Record excerpts:
----------------------------------------
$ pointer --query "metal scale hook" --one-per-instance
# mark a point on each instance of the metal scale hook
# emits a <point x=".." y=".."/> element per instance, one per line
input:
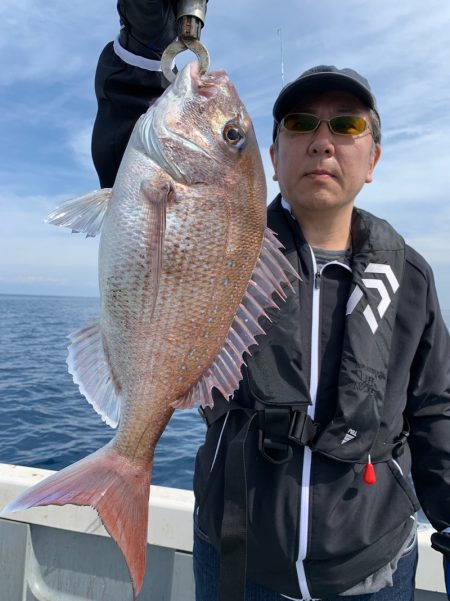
<point x="191" y="19"/>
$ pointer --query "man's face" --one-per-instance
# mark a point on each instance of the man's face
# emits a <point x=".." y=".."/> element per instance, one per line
<point x="322" y="171"/>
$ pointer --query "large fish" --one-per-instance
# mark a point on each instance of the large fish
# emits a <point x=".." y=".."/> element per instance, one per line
<point x="186" y="268"/>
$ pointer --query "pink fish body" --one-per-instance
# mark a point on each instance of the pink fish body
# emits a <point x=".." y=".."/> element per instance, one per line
<point x="186" y="268"/>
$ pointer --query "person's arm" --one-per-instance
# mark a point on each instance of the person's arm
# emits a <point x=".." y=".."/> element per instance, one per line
<point x="429" y="415"/>
<point x="128" y="78"/>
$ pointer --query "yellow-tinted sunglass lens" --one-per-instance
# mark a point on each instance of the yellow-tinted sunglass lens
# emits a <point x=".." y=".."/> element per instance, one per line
----------------------------------------
What you will do:
Retype the data above exactly; pictures are not part of the copy.

Solution for this problem:
$ pointer --query "metal scale hook" --one-per-instance
# mark a point on each instance of the metal scale hook
# emits a <point x=".." y=".."/> element per instance, one per line
input:
<point x="191" y="19"/>
$ pointer --query "man's face" --one-per-instance
# mark a point on each instance of the man's face
# emits a <point x=".." y=".."/> element per instance, one per line
<point x="322" y="171"/>
$ pointer --query "large fish" --one-per-instance
# mark a point on each instance of the large fish
# emits a <point x=".." y=".."/> element per instance, one per line
<point x="186" y="268"/>
$ pointer --query "pink fish body" --one-per-instance
# mark a point on each instance of the pink fish body
# emits a <point x=".." y=".."/> element per instance, one per line
<point x="186" y="268"/>
$ pointer --query "person's arm" --one-per-instance
# mark a point on each instance of the person's arm
# emits a <point x=".." y=".."/> element per instance, one per line
<point x="429" y="415"/>
<point x="128" y="78"/>
$ pointer --query "yellow-tinted sunglass lens" --one-per-instance
# mark a point on each instance of the yellow-tinted sunglass lens
# emits a <point x=".." y=".."/> element per instance, one per line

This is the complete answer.